Wherever the word "high" appears in a line of the data, that line should be copied.

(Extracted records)
========
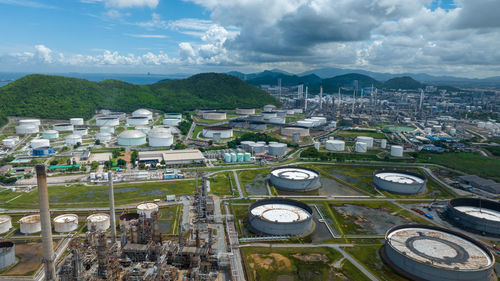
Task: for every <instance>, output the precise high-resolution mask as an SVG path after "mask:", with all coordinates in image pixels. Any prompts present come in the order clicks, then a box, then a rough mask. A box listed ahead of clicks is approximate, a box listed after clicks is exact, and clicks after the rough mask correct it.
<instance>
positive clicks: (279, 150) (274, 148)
mask: <svg viewBox="0 0 500 281" xmlns="http://www.w3.org/2000/svg"><path fill="white" fill-rule="evenodd" d="M287 147H288V146H287V144H286V143H270V144H269V146H268V151H269V154H270V155H272V156H278V157H279V156H283V155H285V153H286V149H287Z"/></svg>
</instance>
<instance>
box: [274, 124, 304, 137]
mask: <svg viewBox="0 0 500 281" xmlns="http://www.w3.org/2000/svg"><path fill="white" fill-rule="evenodd" d="M294 134H299V135H300V136H301V137H307V136H309V128H304V127H298V126H297V127H292V126H289V127H282V128H281V135H283V136H287V137H293V135H294Z"/></svg>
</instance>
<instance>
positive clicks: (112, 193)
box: [108, 172, 116, 243]
mask: <svg viewBox="0 0 500 281" xmlns="http://www.w3.org/2000/svg"><path fill="white" fill-rule="evenodd" d="M108 180H109V188H108V195H109V218H110V219H111V221H110V223H111V241H113V243H116V221H115V220H116V215H115V193H114V191H113V173H112V172H108Z"/></svg>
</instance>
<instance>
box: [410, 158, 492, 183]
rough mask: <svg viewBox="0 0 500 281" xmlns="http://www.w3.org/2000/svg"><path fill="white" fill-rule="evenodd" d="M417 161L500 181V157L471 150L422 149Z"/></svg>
mask: <svg viewBox="0 0 500 281" xmlns="http://www.w3.org/2000/svg"><path fill="white" fill-rule="evenodd" d="M417 157H418V158H417V161H419V162H427V163H434V164H439V165H442V166H445V167H449V168H452V169H456V170H459V171H462V172H464V173H467V174H474V175H478V176H480V177H484V178H489V179H492V180H494V181H497V182H500V173H499V172H498V171H500V159H496V158H491V157H485V156H483V155H480V154H476V153H469V152H459V153H455V152H448V153H432V152H424V151H421V152H420V153H418V154H417Z"/></svg>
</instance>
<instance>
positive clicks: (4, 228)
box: [0, 215, 12, 234]
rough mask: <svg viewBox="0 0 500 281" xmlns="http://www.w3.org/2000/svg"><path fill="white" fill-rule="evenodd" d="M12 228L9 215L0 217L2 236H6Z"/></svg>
mask: <svg viewBox="0 0 500 281" xmlns="http://www.w3.org/2000/svg"><path fill="white" fill-rule="evenodd" d="M11 228H12V218H11V217H10V216H8V215H0V234H4V233H6V232H7V231H9V229H11Z"/></svg>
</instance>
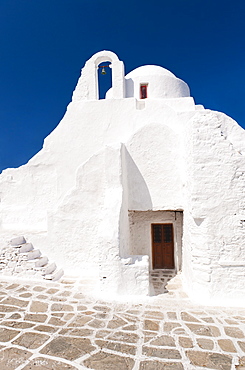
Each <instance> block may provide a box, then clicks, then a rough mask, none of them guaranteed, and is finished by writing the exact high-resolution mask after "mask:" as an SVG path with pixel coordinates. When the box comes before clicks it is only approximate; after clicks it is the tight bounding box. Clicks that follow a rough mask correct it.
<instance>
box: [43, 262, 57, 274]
mask: <svg viewBox="0 0 245 370" xmlns="http://www.w3.org/2000/svg"><path fill="white" fill-rule="evenodd" d="M56 268H57V266H56V263H55V262H53V263H50V264H49V265H48V266H47V267H46V268H45V269H44V271H43V275H49V274H52V272H54V271H55V270H56Z"/></svg>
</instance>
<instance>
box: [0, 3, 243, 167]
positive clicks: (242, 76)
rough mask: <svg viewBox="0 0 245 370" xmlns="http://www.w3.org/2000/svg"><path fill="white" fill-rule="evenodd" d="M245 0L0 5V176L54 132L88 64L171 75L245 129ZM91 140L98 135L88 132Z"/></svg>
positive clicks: (25, 162)
mask: <svg viewBox="0 0 245 370" xmlns="http://www.w3.org/2000/svg"><path fill="white" fill-rule="evenodd" d="M244 19H245V1H244V0H233V1H230V0H223V1H220V0H151V1H149V0H130V1H129V0H124V1H116V0H114V1H112V0H106V1H102V0H0V51H1V57H0V129H1V135H0V171H2V169H4V168H7V167H18V166H20V165H22V164H24V163H26V162H27V161H28V160H29V159H30V158H31V157H32V156H33V155H34V154H35V153H37V152H38V151H39V150H40V149H41V148H42V144H43V140H44V138H45V137H46V136H47V135H48V134H49V133H50V132H51V131H52V130H53V129H54V128H55V127H56V126H57V124H58V123H59V121H60V120H61V118H62V116H63V115H64V113H65V110H66V106H67V105H68V103H69V102H70V100H71V95H72V91H73V90H74V87H75V85H76V82H77V79H78V77H79V75H80V70H81V68H82V67H83V65H84V63H85V62H86V60H87V59H89V58H90V57H91V56H92V55H93V54H94V53H96V52H97V51H100V50H104V49H107V50H112V51H114V52H115V53H116V54H117V55H118V56H119V58H120V59H121V60H123V61H124V63H125V69H126V73H128V72H129V71H131V70H132V69H134V68H136V67H138V66H140V65H145V64H157V65H161V66H163V67H165V68H167V69H169V70H171V71H172V72H173V73H174V74H175V75H176V76H177V77H179V78H181V79H183V80H184V81H185V82H187V84H188V85H189V87H190V89H191V95H192V96H193V97H194V99H195V101H196V103H197V104H203V105H204V106H205V107H206V108H210V109H213V110H218V111H222V112H224V113H226V114H228V115H229V116H231V117H232V118H234V119H235V120H236V121H237V122H238V123H239V124H240V125H241V126H242V127H244V128H245V104H244V100H245V21H244ZM91 135H92V133H91Z"/></svg>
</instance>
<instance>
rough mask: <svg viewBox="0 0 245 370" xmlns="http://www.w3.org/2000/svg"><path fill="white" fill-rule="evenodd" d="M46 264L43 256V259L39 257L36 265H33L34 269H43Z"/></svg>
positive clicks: (36, 261) (46, 261) (41, 257)
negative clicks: (42, 267) (38, 267)
mask: <svg viewBox="0 0 245 370" xmlns="http://www.w3.org/2000/svg"><path fill="white" fill-rule="evenodd" d="M47 264H48V257H46V256H43V257H40V258H39V259H38V260H37V261H36V263H35V267H44V266H45V265H47Z"/></svg>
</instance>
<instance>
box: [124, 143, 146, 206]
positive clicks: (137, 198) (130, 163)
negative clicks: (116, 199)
mask: <svg viewBox="0 0 245 370" xmlns="http://www.w3.org/2000/svg"><path fill="white" fill-rule="evenodd" d="M124 158H125V163H126V170H127V186H128V209H129V210H137V211H145V210H150V209H152V200H151V195H150V192H149V189H148V186H147V184H146V182H145V179H144V177H143V176H142V174H141V172H140V170H139V168H138V167H137V165H136V164H135V162H134V160H133V158H132V157H131V155H130V154H129V152H128V150H127V148H126V147H124Z"/></svg>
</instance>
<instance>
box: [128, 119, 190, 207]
mask: <svg viewBox="0 0 245 370" xmlns="http://www.w3.org/2000/svg"><path fill="white" fill-rule="evenodd" d="M179 141H180V138H179V136H178V134H177V133H176V132H174V131H173V130H172V129H171V128H170V127H167V126H166V125H165V120H163V121H162V122H161V123H160V124H155V123H151V124H148V125H146V126H145V127H144V128H142V129H141V130H139V131H138V132H137V133H135V134H134V135H133V137H132V139H131V140H130V141H129V142H128V143H127V151H128V155H127V159H128V161H127V165H128V188H129V210H164V209H165V210H174V209H176V210H177V209H182V208H183V194H182V188H183V182H182V178H181V176H180V173H181V171H180V167H181V145H180V143H179Z"/></svg>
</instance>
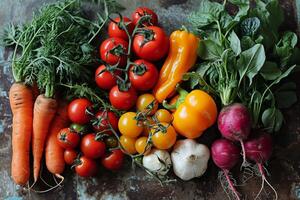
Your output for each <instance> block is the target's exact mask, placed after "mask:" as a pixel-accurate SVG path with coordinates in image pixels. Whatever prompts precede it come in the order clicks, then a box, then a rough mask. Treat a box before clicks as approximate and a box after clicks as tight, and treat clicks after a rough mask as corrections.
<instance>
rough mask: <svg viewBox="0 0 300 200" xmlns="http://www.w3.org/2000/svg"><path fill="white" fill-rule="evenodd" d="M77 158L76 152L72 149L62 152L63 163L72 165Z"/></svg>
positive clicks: (77, 152) (74, 150)
mask: <svg viewBox="0 0 300 200" xmlns="http://www.w3.org/2000/svg"><path fill="white" fill-rule="evenodd" d="M77 156H78V152H77V151H76V150H74V149H66V150H65V152H64V159H65V163H67V164H68V165H73V164H74V161H75V160H76V158H77Z"/></svg>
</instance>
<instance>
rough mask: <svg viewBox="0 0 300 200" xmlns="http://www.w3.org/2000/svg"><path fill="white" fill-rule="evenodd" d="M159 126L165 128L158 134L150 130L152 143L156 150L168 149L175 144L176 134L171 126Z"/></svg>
mask: <svg viewBox="0 0 300 200" xmlns="http://www.w3.org/2000/svg"><path fill="white" fill-rule="evenodd" d="M161 124H162V125H163V126H164V127H165V130H159V131H158V132H155V130H154V129H152V130H151V132H152V134H153V135H152V142H153V145H154V146H155V147H156V148H158V149H169V148H171V147H172V146H173V145H174V144H175V142H176V137H177V134H176V131H175V129H174V127H173V126H172V125H169V124H167V123H165V122H162V123H161Z"/></svg>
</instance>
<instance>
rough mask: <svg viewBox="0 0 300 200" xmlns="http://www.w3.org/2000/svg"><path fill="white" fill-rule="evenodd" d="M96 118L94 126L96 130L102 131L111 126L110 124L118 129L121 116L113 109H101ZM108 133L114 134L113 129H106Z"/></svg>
mask: <svg viewBox="0 0 300 200" xmlns="http://www.w3.org/2000/svg"><path fill="white" fill-rule="evenodd" d="M95 117H96V119H95V120H93V128H94V130H95V131H97V132H100V131H104V130H107V129H109V128H110V126H109V124H110V125H111V126H112V128H113V129H114V130H115V131H118V121H119V118H118V117H117V115H116V114H115V113H114V112H112V111H101V110H100V111H99V112H97V113H96V115H95ZM104 133H106V134H109V135H111V134H113V133H112V131H109V130H108V131H105V132H104Z"/></svg>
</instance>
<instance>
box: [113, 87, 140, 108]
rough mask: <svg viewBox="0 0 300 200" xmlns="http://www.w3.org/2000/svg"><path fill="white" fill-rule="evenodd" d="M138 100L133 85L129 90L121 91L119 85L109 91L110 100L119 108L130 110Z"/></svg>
mask: <svg viewBox="0 0 300 200" xmlns="http://www.w3.org/2000/svg"><path fill="white" fill-rule="evenodd" d="M136 100H137V93H136V91H135V89H134V88H133V87H130V88H129V89H128V90H127V91H120V90H119V88H118V86H117V85H116V86H114V87H113V88H112V89H111V90H110V92H109V101H110V103H111V105H112V106H113V107H115V108H116V109H118V110H129V109H130V108H132V107H133V106H134V104H135V102H136Z"/></svg>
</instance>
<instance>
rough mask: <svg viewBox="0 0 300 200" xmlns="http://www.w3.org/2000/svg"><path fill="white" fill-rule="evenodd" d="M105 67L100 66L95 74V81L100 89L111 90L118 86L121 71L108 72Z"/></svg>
mask: <svg viewBox="0 0 300 200" xmlns="http://www.w3.org/2000/svg"><path fill="white" fill-rule="evenodd" d="M106 69H107V68H106V66H105V65H100V66H99V67H98V68H97V70H96V72H95V81H96V84H97V85H98V87H99V88H101V89H104V90H110V89H111V88H112V87H114V86H115V85H117V77H116V76H120V75H121V73H120V71H114V72H110V71H106Z"/></svg>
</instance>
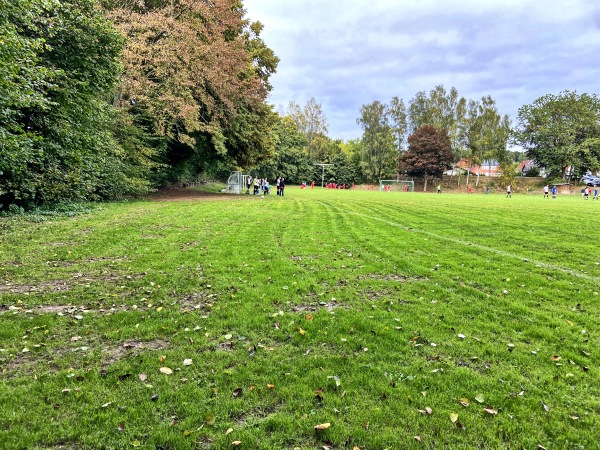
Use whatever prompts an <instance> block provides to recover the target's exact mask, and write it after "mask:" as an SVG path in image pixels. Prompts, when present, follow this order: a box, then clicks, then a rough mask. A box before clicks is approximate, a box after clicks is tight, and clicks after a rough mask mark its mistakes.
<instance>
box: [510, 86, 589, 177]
mask: <svg viewBox="0 0 600 450" xmlns="http://www.w3.org/2000/svg"><path fill="white" fill-rule="evenodd" d="M515 137H516V141H517V143H519V144H520V145H521V146H522V147H523V148H524V149H525V150H526V151H527V155H528V157H529V158H531V159H533V160H535V161H536V162H537V163H538V164H539V165H540V166H542V167H544V168H546V170H547V171H548V172H549V173H550V174H551V175H552V176H562V177H563V178H566V177H567V176H570V175H571V174H572V173H575V174H577V175H581V174H583V173H585V172H586V171H587V170H598V169H600V99H599V98H598V97H597V96H596V95H595V94H593V95H588V94H581V95H579V94H577V93H575V92H570V91H564V92H561V93H560V94H559V95H545V96H543V97H540V98H538V99H537V100H536V101H535V102H533V103H532V104H531V105H525V106H522V107H521V108H520V109H519V113H518V116H517V126H516V129H515ZM569 168H572V169H573V170H572V171H568V169H569Z"/></svg>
========
Result of the task |
Task: for every <instance>, output the precise high-resolution mask as an SVG path after "mask:", with all coordinates in image pixels. Any prompts present come in the order clicks, then a box, then a rough mask. A box listed ahead of clicks is approximate, a box listed after clicks is exact, and clicks after the rough mask correct it.
Each <instance> block may provide a box, then clicks, then a rough mask, none of them guaranteed, and is finished by writing the exact high-resolution mask after "mask:" as an SVG path with pixel coordinates. When the box comes before clicks it is only approximate; after clicks it is the tight bounding box. Clicks that follow a rough mask correct it.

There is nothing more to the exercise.